Pictures excluded, return the lines below from the first through the line holding "column 117, row 254".

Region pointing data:
=====

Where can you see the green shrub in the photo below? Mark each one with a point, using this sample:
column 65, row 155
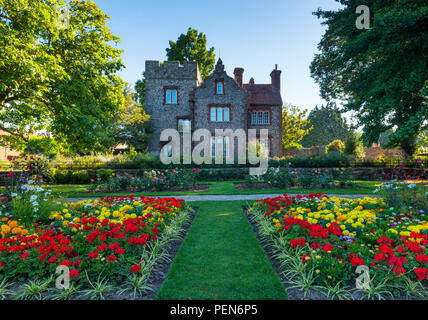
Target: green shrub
column 60, row 176
column 80, row 177
column 104, row 174
column 354, row 146
column 43, row 145
column 335, row 146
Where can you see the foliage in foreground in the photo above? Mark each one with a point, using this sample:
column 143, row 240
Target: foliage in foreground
column 107, row 243
column 320, row 242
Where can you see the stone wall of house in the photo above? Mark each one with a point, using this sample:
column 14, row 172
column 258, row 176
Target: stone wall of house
column 234, row 97
column 275, row 127
column 168, row 74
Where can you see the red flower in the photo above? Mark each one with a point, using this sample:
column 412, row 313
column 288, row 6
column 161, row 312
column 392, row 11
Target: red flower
column 92, row 236
column 422, row 258
column 93, row 255
column 421, row 273
column 401, row 249
column 24, row 255
column 74, row 273
column 135, row 268
column 111, row 258
column 315, row 245
column 297, row 242
column 379, row 257
column 327, row 247
column 52, row 259
column 355, row 260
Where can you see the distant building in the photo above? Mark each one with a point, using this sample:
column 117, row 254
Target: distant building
column 7, row 153
column 177, row 97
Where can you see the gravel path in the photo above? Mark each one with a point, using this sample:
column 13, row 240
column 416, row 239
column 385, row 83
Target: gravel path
column 239, row 197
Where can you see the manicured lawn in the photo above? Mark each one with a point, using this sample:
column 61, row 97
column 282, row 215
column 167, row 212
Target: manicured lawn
column 221, row 258
column 218, row 188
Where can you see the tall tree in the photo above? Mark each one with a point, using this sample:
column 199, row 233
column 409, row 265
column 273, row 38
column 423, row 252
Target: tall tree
column 58, row 71
column 132, row 126
column 192, row 46
column 328, row 125
column 381, row 72
column 294, row 126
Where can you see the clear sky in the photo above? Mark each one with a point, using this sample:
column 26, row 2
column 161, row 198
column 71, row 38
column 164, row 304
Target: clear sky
column 251, row 34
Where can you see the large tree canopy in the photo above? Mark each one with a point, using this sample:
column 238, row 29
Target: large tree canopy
column 131, row 125
column 192, row 46
column 328, row 125
column 380, row 72
column 58, row 72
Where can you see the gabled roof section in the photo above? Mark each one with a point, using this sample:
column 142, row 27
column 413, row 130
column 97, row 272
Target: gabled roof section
column 263, row 94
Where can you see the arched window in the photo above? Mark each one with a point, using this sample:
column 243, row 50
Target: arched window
column 213, row 113
column 226, row 114
column 254, row 117
column 266, row 119
column 219, row 87
column 219, row 114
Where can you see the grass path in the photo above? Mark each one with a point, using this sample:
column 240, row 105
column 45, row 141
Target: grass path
column 220, row 258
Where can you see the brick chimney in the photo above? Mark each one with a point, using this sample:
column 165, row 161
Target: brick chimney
column 238, row 72
column 275, row 76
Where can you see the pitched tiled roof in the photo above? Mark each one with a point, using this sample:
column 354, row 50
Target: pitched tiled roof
column 263, row 94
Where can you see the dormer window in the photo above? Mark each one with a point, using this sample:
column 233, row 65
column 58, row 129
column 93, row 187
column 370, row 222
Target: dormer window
column 219, row 87
column 170, row 95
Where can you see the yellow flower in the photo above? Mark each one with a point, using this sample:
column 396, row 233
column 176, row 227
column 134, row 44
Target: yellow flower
column 5, row 229
column 13, row 223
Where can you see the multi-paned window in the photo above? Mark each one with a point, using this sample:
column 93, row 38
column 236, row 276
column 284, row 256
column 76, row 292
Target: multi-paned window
column 219, row 114
column 167, row 150
column 183, row 125
column 221, row 144
column 264, row 145
column 260, row 117
column 219, row 87
column 171, row 95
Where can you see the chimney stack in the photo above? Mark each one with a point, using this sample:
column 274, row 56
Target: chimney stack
column 275, row 76
column 238, row 72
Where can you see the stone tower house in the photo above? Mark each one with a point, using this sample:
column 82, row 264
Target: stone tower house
column 176, row 97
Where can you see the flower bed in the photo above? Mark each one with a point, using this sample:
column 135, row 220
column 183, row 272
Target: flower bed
column 321, row 241
column 107, row 244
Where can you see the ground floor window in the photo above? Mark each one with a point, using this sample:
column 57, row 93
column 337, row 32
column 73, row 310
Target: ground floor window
column 183, row 125
column 167, row 150
column 220, row 143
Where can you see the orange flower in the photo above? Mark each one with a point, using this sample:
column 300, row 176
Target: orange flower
column 13, row 223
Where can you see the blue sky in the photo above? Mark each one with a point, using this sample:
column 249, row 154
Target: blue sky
column 251, row 34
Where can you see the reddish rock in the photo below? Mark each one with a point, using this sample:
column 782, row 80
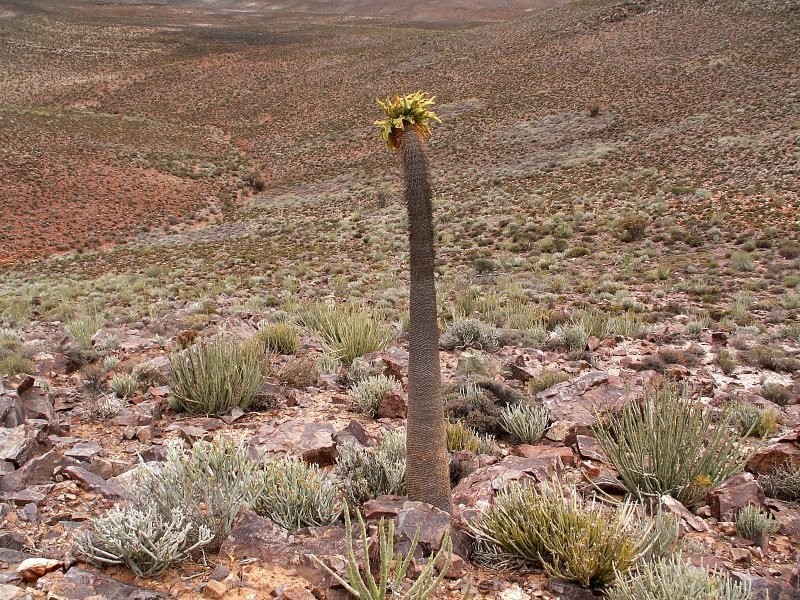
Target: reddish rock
column 312, row 441
column 392, row 406
column 671, row 505
column 765, row 460
column 475, row 492
column 354, row 432
column 32, row 569
column 562, row 431
column 37, row 470
column 579, row 399
column 383, row 507
column 21, row 443
column 37, row 404
column 589, row 447
column 12, row 411
column 727, row 498
column 94, row 483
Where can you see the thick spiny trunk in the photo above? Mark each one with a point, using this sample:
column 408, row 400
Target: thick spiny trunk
column 427, row 470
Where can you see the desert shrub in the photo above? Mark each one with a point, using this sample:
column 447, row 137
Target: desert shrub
column 546, row 378
column 212, row 378
column 672, row 579
column 774, row 359
column 296, row 494
column 299, row 372
column 753, row 420
column 345, row 331
column 477, row 404
column 210, row 484
column 573, row 539
column 103, row 407
column 573, row 337
column 368, row 393
column 462, row 437
column 469, row 332
column 13, row 364
column 742, row 261
column 662, row 446
column 726, row 361
column 775, row 392
column 526, row 423
column 754, row 524
column 149, row 375
column 661, row 537
column 279, row 338
column 789, row 249
column 123, row 385
column 632, row 227
column 783, row 483
column 145, row 540
column 367, row 474
column 392, row 567
column 82, row 329
column 109, row 363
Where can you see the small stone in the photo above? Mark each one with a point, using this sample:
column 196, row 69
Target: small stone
column 215, row 589
column 31, row 569
column 83, row 451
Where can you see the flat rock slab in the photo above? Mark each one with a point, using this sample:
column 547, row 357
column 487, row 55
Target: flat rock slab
column 257, row 537
column 580, row 399
column 313, row 442
column 475, row 492
column 77, row 584
column 84, row 450
column 20, row 444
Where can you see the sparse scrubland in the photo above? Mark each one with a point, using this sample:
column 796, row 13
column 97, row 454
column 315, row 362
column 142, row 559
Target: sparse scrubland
column 204, row 311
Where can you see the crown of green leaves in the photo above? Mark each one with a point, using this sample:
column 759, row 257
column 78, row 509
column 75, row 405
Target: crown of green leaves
column 409, row 110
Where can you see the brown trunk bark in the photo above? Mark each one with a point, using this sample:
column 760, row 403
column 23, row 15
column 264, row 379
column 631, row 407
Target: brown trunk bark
column 427, row 469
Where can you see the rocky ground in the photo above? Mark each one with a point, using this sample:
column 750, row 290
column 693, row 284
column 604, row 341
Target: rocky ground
column 171, row 172
column 62, row 466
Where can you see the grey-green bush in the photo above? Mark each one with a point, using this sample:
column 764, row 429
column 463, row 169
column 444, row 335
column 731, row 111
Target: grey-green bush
column 146, row 541
column 392, row 566
column 467, row 332
column 526, row 423
column 213, row 377
column 368, row 392
column 672, row 579
column 296, row 494
column 573, row 539
column 365, row 473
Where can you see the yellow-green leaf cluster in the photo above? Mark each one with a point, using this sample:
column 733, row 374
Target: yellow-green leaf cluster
column 412, row 110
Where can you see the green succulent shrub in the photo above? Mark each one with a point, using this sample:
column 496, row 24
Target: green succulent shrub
column 144, row 540
column 755, row 524
column 368, row 473
column 296, row 494
column 673, row 579
column 392, row 567
column 754, row 420
column 123, row 385
column 462, row 437
column 369, row 391
column 571, row 538
column 467, row 332
column 213, row 377
column 345, row 332
column 783, row 483
column 526, row 423
column 666, row 445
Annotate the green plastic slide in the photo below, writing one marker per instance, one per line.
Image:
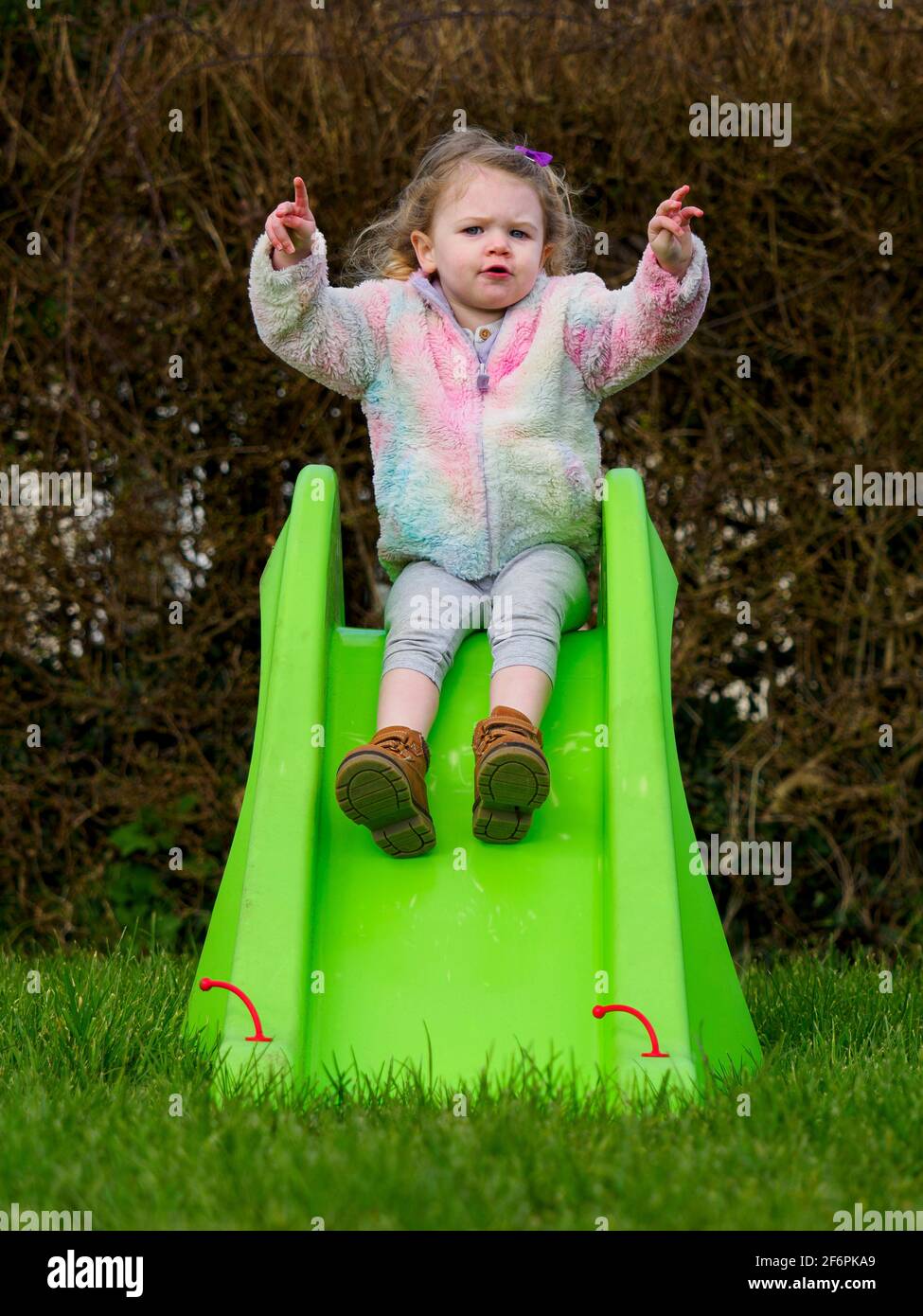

=====

SOLUTION TO THE EXERCISE:
Where can you see the green shrub in the photo below? Mark each one with a point, using this sample:
column 65, row 155
Target: green shrub
column 60, row 176
column 80, row 177
column 104, row 174
column 354, row 146
column 43, row 145
column 335, row 146
Where can you see the foliage in foreground in the photo above? Mark each one with a point, using this sample:
column 143, row 240
Target: foliage in foreground
column 107, row 243
column 320, row 242
Where can you see the stone wall of house in the photo above? Mark each one with a point, using this sample:
column 14, row 172
column 258, row 176
Target: stone wall of house
column 234, row 97
column 275, row 127
column 168, row 74
Where can you see the red flower in the photo above? Mark each one with a point, using this sample:
column 412, row 313
column 288, row 6
column 161, row 312
column 392, row 11
Target: red flower
column 92, row 236
column 422, row 258
column 93, row 255
column 421, row 273
column 401, row 249
column 24, row 255
column 74, row 273
column 135, row 268
column 111, row 258
column 315, row 245
column 297, row 242
column 379, row 257
column 327, row 247
column 52, row 259
column 355, row 260
Where can you see the distant building in the photo above? Mark each one with a point, using this sample:
column 117, row 254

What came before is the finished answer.